To be done> Return exactly the lines from the "For each instance of the wood floor, place" line through the last line of the entries below. Include no pictures.

Information provided>

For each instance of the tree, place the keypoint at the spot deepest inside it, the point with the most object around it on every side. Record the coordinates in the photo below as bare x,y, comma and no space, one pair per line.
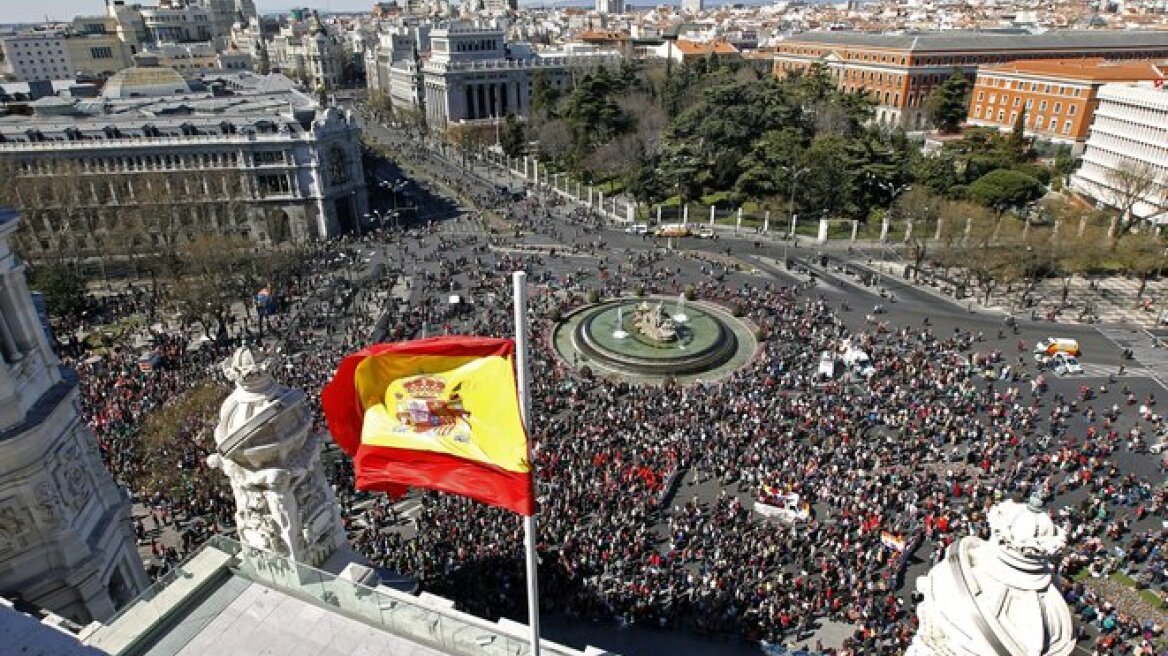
947,103
1016,141
513,139
923,209
1003,188
1141,256
1131,182
62,286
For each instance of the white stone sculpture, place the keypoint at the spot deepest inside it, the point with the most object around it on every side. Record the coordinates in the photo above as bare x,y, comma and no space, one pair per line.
996,597
654,323
620,333
263,444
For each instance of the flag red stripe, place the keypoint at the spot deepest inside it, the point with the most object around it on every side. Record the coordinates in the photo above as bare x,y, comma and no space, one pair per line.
389,469
341,403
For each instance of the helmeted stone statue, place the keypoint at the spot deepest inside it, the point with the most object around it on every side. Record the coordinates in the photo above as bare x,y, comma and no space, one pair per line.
996,597
263,444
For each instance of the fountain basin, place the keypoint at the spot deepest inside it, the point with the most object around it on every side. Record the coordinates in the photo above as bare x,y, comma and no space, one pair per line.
704,341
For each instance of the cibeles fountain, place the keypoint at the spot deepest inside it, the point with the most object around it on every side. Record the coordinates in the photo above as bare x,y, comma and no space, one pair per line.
998,597
641,340
263,442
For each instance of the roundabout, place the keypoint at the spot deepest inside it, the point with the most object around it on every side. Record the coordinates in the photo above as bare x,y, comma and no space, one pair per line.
647,340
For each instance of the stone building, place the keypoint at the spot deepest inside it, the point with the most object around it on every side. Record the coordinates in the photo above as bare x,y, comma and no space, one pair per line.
65,538
1130,133
472,75
247,155
899,70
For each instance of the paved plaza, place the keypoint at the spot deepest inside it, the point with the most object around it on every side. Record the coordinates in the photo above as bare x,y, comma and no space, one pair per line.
647,524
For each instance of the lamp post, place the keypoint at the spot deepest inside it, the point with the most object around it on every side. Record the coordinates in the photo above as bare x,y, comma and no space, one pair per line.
794,173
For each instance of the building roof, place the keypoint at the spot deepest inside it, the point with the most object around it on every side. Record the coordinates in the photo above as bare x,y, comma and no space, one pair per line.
972,40
145,82
706,48
1091,69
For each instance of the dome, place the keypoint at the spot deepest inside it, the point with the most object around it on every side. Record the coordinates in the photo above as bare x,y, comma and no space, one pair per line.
145,82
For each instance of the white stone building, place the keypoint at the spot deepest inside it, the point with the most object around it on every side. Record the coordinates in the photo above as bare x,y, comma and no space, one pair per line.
65,538
1130,132
310,54
36,56
473,75
610,6
262,161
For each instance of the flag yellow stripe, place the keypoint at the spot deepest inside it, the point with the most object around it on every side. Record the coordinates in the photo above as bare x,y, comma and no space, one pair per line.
481,423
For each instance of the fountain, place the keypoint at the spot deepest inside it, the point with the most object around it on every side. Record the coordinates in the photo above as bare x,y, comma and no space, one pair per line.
648,341
620,333
679,315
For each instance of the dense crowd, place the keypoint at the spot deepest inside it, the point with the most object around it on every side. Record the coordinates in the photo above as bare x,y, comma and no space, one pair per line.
920,448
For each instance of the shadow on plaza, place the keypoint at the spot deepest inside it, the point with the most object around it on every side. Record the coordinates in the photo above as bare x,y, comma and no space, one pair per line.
637,640
418,204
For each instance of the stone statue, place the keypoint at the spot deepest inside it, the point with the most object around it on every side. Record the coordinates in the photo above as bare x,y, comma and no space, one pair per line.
680,315
263,444
996,597
654,323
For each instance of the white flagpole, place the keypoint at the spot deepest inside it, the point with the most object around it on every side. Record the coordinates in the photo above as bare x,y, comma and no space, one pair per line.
525,405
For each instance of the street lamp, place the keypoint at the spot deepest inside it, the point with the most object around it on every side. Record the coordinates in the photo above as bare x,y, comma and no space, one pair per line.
791,197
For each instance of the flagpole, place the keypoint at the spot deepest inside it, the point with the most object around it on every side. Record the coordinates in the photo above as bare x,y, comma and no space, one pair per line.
519,280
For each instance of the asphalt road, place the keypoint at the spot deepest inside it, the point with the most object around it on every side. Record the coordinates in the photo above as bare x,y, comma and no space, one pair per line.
842,284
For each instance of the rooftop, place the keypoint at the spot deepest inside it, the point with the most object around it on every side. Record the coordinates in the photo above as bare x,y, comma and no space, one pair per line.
959,41
242,601
1092,69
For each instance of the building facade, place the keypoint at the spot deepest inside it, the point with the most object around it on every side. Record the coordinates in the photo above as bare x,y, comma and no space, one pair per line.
32,57
473,75
65,537
275,169
899,71
1130,133
610,6
1058,97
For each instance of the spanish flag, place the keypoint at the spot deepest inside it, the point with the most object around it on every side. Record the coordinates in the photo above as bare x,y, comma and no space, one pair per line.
439,413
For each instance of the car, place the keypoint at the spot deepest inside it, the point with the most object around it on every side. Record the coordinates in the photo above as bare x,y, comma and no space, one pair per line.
673,230
1065,364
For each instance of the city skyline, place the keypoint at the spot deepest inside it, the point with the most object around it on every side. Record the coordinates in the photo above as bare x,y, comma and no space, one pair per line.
65,9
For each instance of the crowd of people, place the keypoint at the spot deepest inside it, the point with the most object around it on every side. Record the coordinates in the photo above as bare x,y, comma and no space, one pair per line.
920,448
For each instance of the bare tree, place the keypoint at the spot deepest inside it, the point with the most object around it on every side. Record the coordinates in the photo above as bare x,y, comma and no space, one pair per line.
1130,183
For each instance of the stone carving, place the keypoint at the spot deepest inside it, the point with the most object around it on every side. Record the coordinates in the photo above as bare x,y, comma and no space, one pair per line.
996,597
654,323
14,525
283,501
49,507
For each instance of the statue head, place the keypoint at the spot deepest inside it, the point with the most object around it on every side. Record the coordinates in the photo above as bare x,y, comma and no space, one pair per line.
247,370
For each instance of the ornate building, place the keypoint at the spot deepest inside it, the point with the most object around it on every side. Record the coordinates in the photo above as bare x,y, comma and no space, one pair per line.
65,538
153,160
263,444
996,597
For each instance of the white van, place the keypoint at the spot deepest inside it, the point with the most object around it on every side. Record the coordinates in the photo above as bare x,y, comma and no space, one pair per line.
1047,348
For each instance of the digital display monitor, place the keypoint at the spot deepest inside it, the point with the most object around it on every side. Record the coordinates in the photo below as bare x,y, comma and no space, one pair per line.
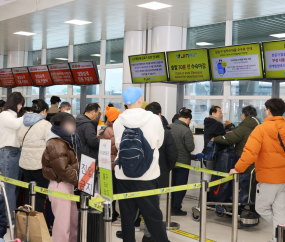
7,78
274,59
40,75
236,62
85,73
61,74
22,76
188,65
148,68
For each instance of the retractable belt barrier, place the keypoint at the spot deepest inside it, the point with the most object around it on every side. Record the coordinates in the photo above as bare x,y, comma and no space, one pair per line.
96,202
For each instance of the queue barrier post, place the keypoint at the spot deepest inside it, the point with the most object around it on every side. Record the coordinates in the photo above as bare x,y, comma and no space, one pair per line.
32,195
108,221
8,209
170,225
84,217
203,211
235,208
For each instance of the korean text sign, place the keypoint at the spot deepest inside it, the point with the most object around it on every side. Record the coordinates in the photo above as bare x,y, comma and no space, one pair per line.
274,59
84,73
61,74
188,65
7,78
236,62
40,75
22,76
87,175
148,68
105,166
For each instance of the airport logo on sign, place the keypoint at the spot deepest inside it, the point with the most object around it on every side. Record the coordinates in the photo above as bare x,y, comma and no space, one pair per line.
186,55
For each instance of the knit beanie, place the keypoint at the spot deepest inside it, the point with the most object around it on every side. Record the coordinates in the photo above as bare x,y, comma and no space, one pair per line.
112,113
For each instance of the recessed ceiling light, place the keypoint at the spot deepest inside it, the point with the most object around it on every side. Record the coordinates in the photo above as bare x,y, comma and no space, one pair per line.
278,35
24,33
154,5
61,58
203,43
77,22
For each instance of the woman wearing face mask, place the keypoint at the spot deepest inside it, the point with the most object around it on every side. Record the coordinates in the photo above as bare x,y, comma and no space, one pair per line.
10,146
32,137
61,167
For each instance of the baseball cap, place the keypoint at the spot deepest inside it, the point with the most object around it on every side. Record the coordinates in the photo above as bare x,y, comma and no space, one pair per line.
132,94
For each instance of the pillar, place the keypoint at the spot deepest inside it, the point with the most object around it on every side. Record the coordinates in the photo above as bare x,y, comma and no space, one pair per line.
166,38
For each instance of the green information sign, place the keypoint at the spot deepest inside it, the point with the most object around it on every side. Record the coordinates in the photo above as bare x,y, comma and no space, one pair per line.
148,68
106,183
189,65
274,58
236,62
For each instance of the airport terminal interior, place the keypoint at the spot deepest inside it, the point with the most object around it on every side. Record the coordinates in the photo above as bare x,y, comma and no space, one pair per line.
113,35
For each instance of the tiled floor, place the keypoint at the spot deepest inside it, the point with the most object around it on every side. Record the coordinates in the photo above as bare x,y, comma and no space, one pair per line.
218,229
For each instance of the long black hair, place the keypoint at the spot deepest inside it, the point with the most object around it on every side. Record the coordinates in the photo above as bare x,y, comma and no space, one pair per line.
13,100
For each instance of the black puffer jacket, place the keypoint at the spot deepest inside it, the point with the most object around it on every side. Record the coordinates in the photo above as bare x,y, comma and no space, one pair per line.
168,154
88,137
212,128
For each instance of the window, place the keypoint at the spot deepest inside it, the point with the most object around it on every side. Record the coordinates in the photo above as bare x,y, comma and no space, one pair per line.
114,81
90,51
237,105
251,88
200,108
35,58
114,51
57,55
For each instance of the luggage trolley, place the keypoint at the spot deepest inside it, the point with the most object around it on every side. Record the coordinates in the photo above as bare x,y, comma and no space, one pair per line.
222,208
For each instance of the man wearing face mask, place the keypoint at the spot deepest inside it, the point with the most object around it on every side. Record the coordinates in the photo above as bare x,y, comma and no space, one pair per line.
185,144
65,107
87,132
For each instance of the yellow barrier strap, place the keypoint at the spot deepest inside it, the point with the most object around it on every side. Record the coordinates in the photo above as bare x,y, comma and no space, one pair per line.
95,205
66,196
14,182
220,181
156,191
217,173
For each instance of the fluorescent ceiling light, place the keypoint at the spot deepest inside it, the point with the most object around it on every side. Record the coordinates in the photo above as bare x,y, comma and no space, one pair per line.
154,5
61,58
24,33
77,22
278,35
203,43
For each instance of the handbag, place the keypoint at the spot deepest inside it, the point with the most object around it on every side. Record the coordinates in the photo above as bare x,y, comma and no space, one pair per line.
38,230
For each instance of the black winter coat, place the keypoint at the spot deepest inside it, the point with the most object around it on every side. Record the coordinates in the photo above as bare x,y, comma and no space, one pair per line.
88,136
3,217
168,154
212,128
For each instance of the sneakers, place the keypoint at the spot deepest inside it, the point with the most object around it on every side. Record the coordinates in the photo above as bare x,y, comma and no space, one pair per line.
116,223
180,213
146,239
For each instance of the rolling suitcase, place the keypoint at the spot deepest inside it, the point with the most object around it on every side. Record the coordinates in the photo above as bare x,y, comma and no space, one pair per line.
27,223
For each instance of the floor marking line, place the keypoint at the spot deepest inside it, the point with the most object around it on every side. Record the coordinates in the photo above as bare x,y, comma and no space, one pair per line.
189,235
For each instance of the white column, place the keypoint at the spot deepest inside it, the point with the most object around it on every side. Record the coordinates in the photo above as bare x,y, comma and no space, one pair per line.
44,56
133,45
16,58
166,38
227,84
1,61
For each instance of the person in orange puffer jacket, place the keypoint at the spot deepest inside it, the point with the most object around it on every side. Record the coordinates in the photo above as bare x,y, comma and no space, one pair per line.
112,114
265,147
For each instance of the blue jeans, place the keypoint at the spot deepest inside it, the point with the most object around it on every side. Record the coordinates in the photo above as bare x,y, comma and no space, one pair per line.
9,166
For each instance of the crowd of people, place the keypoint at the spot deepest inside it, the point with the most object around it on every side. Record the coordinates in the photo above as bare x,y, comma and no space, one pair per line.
45,144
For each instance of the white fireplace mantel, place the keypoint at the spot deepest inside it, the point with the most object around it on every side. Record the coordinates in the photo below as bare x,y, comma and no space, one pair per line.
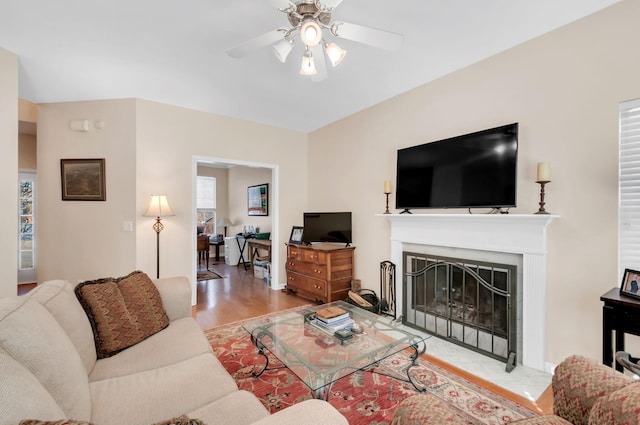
523,234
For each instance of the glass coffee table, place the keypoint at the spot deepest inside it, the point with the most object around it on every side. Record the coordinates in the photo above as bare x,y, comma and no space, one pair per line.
319,358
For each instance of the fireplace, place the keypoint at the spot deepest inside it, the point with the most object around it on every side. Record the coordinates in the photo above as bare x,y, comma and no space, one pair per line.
510,239
468,302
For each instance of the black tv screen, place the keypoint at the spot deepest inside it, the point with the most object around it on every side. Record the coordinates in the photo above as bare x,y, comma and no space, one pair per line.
473,170
327,227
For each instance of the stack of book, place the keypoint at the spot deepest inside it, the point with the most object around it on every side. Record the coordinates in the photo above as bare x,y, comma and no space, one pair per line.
333,319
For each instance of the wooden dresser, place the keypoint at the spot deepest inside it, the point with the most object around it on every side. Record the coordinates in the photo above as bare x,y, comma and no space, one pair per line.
320,272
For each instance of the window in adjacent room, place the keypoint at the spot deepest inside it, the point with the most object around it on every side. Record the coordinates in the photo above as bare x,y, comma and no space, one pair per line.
629,187
206,204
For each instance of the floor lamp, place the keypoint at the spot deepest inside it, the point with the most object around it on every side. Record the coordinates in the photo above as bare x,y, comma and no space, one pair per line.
158,207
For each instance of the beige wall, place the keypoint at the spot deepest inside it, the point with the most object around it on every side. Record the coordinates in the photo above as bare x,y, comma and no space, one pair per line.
564,89
170,139
240,178
81,240
9,171
27,155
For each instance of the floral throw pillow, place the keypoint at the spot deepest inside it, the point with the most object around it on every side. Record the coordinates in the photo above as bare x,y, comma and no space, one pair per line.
122,311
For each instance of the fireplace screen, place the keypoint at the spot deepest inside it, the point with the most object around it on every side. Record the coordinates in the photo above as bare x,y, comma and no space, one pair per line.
467,302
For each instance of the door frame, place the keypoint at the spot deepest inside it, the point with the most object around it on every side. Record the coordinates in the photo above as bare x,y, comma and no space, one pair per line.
274,209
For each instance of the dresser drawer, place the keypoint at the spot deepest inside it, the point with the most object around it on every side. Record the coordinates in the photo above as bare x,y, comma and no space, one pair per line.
313,256
317,271
306,285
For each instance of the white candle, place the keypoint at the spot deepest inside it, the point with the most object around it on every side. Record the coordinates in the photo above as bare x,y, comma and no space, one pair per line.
543,172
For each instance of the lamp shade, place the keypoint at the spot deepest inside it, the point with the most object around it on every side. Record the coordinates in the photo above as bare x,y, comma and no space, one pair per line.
308,66
310,32
335,53
158,206
282,49
224,222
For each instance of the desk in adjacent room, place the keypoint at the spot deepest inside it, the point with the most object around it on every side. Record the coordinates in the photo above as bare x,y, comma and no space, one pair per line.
256,244
622,315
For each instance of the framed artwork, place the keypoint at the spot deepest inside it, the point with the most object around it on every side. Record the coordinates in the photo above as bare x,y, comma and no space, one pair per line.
630,283
296,234
258,199
83,180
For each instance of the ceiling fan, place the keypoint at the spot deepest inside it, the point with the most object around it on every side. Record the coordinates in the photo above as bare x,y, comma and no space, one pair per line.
311,20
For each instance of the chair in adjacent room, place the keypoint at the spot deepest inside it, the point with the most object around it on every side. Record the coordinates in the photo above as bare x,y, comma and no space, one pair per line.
203,249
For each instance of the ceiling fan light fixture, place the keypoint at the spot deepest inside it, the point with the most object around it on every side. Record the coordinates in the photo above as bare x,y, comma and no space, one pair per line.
282,49
310,32
335,53
308,65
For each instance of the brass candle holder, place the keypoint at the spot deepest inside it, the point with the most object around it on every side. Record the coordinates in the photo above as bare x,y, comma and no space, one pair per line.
387,209
541,210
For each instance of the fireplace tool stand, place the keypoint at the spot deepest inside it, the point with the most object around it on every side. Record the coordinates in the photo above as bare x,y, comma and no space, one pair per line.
388,288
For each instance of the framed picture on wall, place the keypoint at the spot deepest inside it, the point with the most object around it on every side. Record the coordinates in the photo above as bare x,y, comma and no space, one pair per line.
630,283
258,199
296,234
83,180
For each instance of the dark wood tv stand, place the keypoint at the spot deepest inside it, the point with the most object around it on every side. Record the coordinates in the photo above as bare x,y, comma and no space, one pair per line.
320,272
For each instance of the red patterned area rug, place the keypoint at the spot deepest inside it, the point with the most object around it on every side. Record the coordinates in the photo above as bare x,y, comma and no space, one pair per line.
362,397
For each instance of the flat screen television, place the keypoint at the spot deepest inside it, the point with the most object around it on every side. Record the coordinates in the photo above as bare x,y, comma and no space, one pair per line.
327,227
476,170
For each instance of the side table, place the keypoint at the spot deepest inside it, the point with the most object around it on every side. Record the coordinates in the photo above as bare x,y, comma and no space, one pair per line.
621,315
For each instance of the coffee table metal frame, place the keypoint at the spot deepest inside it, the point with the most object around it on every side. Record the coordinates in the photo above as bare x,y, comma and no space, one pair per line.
319,358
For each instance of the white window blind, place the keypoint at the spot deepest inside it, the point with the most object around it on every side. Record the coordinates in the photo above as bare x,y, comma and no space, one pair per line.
629,187
206,192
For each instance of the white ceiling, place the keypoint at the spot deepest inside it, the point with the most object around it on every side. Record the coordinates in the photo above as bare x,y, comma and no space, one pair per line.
174,51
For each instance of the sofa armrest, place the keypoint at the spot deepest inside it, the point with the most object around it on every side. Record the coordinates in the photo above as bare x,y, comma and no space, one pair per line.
176,296
578,383
308,412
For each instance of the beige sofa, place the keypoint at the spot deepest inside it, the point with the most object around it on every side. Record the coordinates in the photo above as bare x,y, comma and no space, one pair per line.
49,369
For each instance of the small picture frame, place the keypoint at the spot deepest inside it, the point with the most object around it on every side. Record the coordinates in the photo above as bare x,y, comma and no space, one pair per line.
296,234
630,285
83,179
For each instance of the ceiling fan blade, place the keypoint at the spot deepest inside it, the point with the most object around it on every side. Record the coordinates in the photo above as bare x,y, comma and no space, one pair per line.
366,35
281,4
331,4
321,65
254,44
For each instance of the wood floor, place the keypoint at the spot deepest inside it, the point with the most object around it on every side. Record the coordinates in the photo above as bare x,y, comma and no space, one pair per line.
240,296
237,297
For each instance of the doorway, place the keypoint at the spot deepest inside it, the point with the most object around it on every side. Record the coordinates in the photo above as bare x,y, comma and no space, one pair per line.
232,198
27,272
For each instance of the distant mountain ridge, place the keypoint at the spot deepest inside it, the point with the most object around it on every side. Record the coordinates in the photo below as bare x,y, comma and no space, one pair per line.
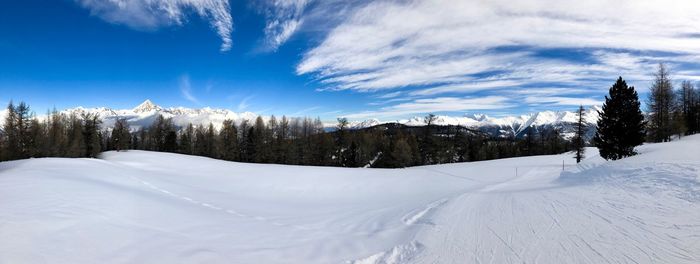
144,114
510,126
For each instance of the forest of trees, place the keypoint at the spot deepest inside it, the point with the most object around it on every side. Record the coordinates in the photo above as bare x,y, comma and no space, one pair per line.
301,141
304,141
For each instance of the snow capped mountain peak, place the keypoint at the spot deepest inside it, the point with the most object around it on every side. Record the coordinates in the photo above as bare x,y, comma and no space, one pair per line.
147,106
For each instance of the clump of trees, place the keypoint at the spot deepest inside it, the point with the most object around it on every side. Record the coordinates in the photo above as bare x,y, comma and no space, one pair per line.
621,123
672,112
24,136
304,141
299,141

Answer to this exercise>
For each instance of the wood floor, place the keypoint at the spot deepest inside it, the point with the most object around it on every side. Record the coordinates in the photo above as bare x,y, comma and no space, one pair per line.
240,296
237,297
For each instance of the doorway, place the keypoint at the spot deepest inside it, the point with the most object around it on every side. Record the coordinates in the photo above as bare x,y, comma and no space, one pair per line.
232,198
27,272
For each instance of the distant mountain ridge, place the keypoint at the spot deepest inside it, the point with the most object around it on every side. Record the coordinates in the photo below as bare x,y, comma and no space, one pair per line.
144,114
510,126
For each instance of the forest of trees, place the keypoint at the spot deepest inside it, the point with the most object around it on every side. Record the coordinates in the photo above as bare x,y, comma and no space, one pair per line.
301,141
304,141
For each instance of the snow capped mountain peak, place the keypoint at the spot deepest inside it, the point with the most object around it on every side. Record the coordinates in the photo above as bare x,y, comma and no space, one pair per line.
147,106
For each instance of the clump of trees, place the keypoint at the spot deepest inside it, the point with the most object around it on every side. Record the coordinates in the photo above as bare x,y, comma and no space, one pair per line.
621,123
672,112
24,136
304,141
299,141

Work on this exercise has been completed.